* _What is required_:
Please continue the essay about losing one's last parent, picking up right after its final sentence.

Recently, a number of my friends have lost their last parent, something that I went through more than a decade ago. For some, it was a relief, an end to watching a loved one peacefully or torturously "close up shop," as one put it. Others were shocked to get a phone call that a seemingly strong mother or father had just checked out.

However the end comes, you can't know just how it will feel to be the child left behind. Even for those long estranged or shut out by dementia, the departure of parents severs an old and primal tie. A generation disappears. A hierarchy ends. The platelets underneath us move around.

Any family death shifts the dynamic for those remaining; the chess pieces of parents and siblings rearrange themselves, sometimes in unexpected ways. Some voids refill, others seal shut.

But the second parent's death leaves extra baggage. Sons and daughters may feel orphaned, abandoned. Or set free, of parental judgment and criticism. (After my father died, I finally got my ears pierced, free from my parents' notion that doing so suggested moral laxity.)

But all of us must feel more vulnerable than before. Gone is the shield that seemed to separate us from our own old age and death. Gone is any illusion that we will always be strong and vital. Now we are next in line; through no effort of our own, we've stepped up.

* _Data supplied_:
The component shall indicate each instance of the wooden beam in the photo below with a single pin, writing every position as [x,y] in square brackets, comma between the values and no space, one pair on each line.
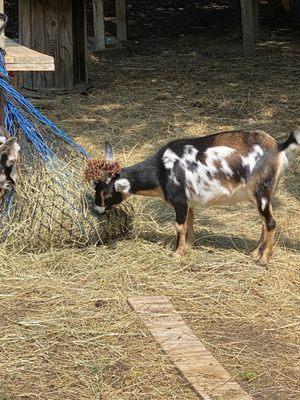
[198,366]
[255,8]
[248,28]
[99,27]
[2,41]
[121,12]
[21,58]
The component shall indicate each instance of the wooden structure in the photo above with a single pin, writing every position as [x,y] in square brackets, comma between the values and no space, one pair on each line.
[20,58]
[204,373]
[99,24]
[57,28]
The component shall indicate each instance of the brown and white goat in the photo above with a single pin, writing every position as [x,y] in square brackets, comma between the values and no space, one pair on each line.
[220,169]
[9,153]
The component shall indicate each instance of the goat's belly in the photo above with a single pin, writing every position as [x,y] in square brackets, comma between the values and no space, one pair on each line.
[222,197]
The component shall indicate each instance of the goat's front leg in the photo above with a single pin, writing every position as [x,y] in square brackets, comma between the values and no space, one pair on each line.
[190,235]
[181,210]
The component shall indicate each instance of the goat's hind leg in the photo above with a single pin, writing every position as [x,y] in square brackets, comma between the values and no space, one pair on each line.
[181,210]
[264,249]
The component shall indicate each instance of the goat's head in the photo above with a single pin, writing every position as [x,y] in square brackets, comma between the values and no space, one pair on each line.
[9,154]
[104,174]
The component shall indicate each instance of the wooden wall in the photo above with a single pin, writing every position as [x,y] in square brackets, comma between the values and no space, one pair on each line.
[57,28]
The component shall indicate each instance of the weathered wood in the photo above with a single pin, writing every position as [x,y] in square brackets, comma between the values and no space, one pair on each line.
[203,372]
[255,8]
[21,58]
[2,41]
[50,10]
[121,13]
[51,27]
[38,40]
[248,28]
[79,35]
[65,25]
[99,25]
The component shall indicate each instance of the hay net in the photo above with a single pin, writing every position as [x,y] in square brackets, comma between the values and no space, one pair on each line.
[51,203]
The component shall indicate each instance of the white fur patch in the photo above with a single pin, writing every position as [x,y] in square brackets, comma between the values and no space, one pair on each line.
[100,210]
[250,160]
[297,136]
[201,185]
[169,158]
[122,185]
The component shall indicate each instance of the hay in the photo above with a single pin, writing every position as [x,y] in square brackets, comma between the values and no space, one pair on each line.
[53,204]
[66,329]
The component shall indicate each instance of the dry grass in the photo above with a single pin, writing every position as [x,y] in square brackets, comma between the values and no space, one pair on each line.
[66,330]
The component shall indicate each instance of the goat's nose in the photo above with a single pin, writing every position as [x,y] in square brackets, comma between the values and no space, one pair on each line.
[100,210]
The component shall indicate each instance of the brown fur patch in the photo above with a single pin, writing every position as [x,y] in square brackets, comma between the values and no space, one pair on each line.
[157,192]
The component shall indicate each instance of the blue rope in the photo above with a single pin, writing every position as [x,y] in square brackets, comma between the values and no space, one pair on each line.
[2,65]
[19,101]
[29,130]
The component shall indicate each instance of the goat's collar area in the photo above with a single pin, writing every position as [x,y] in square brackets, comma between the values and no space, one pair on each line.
[122,185]
[100,210]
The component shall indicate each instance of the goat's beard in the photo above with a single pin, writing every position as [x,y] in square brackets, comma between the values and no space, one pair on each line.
[99,170]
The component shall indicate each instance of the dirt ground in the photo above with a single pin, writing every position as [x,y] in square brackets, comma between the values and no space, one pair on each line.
[66,330]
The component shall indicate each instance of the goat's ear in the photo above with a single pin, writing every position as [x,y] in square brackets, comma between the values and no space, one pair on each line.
[9,152]
[108,152]
[105,176]
[122,185]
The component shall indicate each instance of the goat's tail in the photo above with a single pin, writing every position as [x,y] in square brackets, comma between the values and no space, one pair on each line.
[292,142]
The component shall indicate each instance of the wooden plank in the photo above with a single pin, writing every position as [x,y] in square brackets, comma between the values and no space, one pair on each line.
[121,12]
[248,28]
[38,39]
[199,367]
[80,42]
[65,26]
[51,11]
[2,40]
[24,39]
[99,26]
[255,8]
[21,58]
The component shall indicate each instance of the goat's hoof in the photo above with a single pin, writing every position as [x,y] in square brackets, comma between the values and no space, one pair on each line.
[256,254]
[178,254]
[262,261]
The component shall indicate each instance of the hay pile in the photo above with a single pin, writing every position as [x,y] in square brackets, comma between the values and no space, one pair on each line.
[53,205]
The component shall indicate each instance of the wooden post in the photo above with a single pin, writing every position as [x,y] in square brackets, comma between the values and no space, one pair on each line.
[2,45]
[57,28]
[121,11]
[248,28]
[99,27]
[255,7]
[2,42]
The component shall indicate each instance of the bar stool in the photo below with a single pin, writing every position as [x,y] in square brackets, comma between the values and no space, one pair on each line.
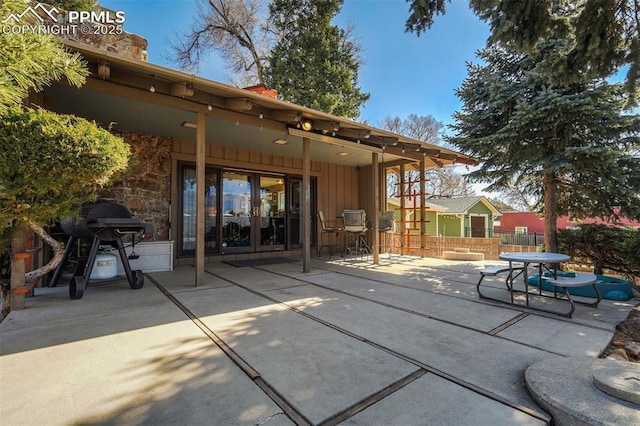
[355,223]
[330,231]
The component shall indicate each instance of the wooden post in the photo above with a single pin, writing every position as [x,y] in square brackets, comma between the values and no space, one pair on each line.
[200,190]
[18,245]
[375,246]
[306,205]
[423,213]
[403,222]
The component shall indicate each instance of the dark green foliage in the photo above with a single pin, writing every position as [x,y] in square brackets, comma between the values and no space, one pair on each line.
[32,61]
[607,32]
[51,163]
[314,63]
[616,249]
[522,128]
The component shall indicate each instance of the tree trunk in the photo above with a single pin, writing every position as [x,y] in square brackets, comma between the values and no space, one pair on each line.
[58,252]
[550,212]
[16,301]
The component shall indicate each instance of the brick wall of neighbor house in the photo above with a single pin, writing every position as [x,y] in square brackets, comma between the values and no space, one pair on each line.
[147,188]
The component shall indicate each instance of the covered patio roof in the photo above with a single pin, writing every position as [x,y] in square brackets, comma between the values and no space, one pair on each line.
[134,95]
[121,97]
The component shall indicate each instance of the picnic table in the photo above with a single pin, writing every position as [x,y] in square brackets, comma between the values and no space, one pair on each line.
[519,264]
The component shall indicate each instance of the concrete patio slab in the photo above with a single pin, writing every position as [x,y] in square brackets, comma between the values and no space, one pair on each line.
[318,370]
[466,313]
[432,400]
[558,336]
[429,342]
[183,278]
[407,342]
[145,365]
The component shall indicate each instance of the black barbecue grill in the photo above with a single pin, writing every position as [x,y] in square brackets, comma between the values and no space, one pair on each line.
[103,223]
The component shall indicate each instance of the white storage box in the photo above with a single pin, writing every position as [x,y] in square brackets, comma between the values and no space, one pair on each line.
[154,256]
[104,267]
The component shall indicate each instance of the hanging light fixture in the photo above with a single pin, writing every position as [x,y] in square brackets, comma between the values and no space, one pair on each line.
[306,124]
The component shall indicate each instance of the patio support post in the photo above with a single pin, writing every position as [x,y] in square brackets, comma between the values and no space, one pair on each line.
[306,204]
[376,208]
[200,189]
[404,237]
[423,202]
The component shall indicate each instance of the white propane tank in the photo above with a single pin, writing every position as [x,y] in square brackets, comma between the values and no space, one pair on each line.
[104,267]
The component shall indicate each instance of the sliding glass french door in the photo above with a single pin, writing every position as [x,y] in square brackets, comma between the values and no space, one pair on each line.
[253,212]
[245,211]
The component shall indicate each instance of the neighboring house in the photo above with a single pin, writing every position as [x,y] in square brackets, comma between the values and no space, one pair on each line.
[449,217]
[533,223]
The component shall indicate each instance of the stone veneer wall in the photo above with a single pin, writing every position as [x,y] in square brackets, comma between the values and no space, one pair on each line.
[146,189]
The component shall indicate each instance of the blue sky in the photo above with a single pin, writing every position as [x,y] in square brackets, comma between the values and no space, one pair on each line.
[405,74]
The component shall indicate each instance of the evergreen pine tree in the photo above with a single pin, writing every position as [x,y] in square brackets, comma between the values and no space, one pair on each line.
[314,63]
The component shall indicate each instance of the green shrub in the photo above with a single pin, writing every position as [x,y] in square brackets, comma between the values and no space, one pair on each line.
[50,164]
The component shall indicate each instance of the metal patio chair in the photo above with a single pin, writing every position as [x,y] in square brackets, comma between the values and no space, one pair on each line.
[330,231]
[355,223]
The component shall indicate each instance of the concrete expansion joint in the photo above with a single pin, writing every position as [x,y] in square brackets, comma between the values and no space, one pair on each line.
[268,419]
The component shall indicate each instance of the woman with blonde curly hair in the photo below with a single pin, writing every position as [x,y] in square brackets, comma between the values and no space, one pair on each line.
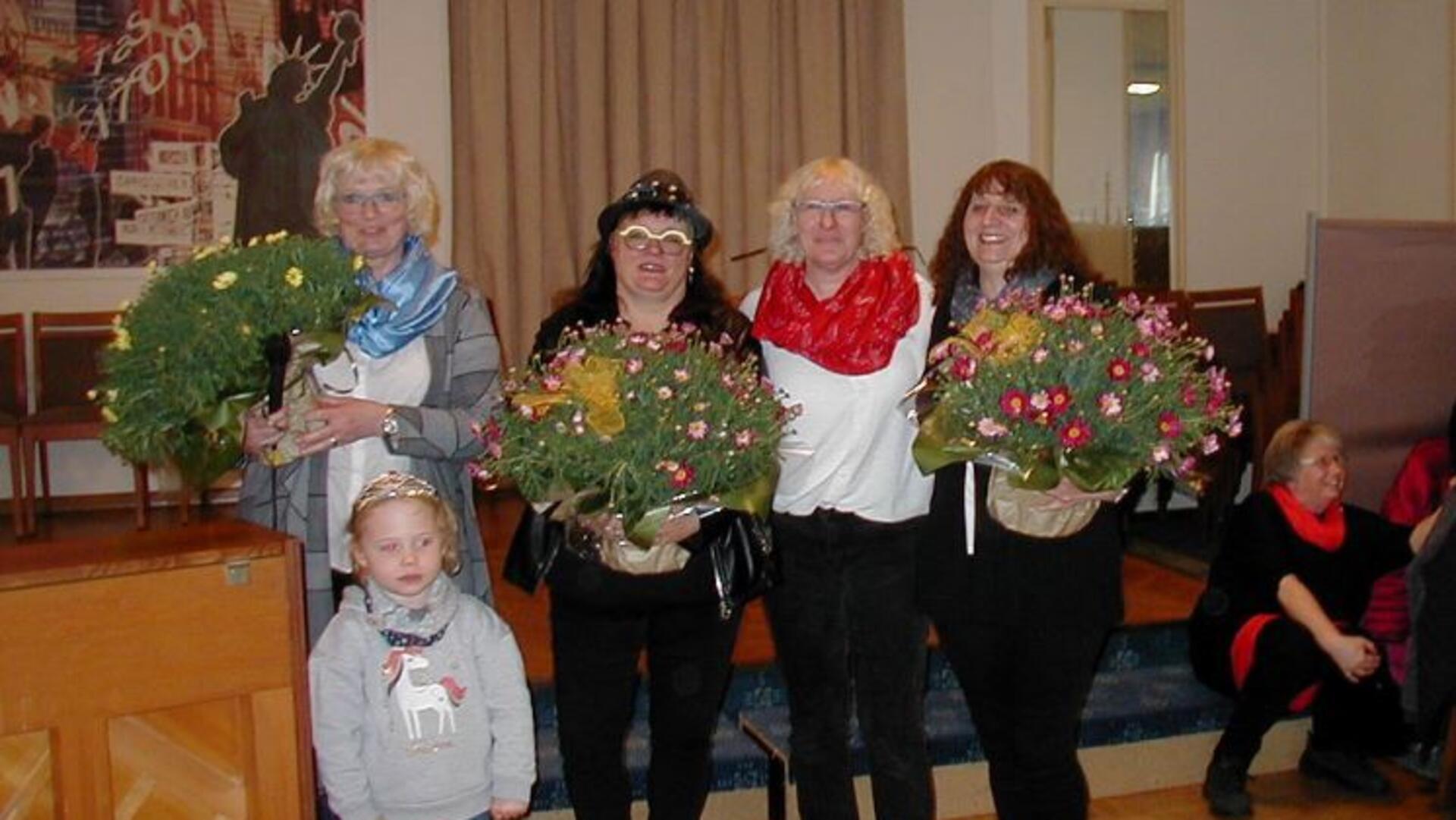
[845,321]
[419,369]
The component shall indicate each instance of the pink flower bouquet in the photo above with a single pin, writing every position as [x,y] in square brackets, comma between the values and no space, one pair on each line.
[1074,388]
[632,424]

* _The result_:
The loss of parents also intensifies memories of that primary family and our place in it. Old scenes flash before us. Willie Morris asked himself, "What did all those moments mean? Was there any meaning to them at all?"

I'm reminded of a time a few years ago when I dropped by our old house, where my parents lived for 50 years. The owner invited me in. I was glad for her when I noticed improvements. The high-low carpet was gone, the 1970s wallpaper stripped off. But when I spotted my brothers' initials in sloppy white letters still there on the basement steps, I felt grounded, connected, relieved. There was graphic proof that we'd been there, staked our claim. For a moment, that life seemed real again.

As years pass, the memories and losses weave their way into the fabric of our lives. We adjust, gracefully or not, to the "elder" role, on the far side of the divide. Each of us does it in our own way, but unless we die before our parents, none of us escapes it.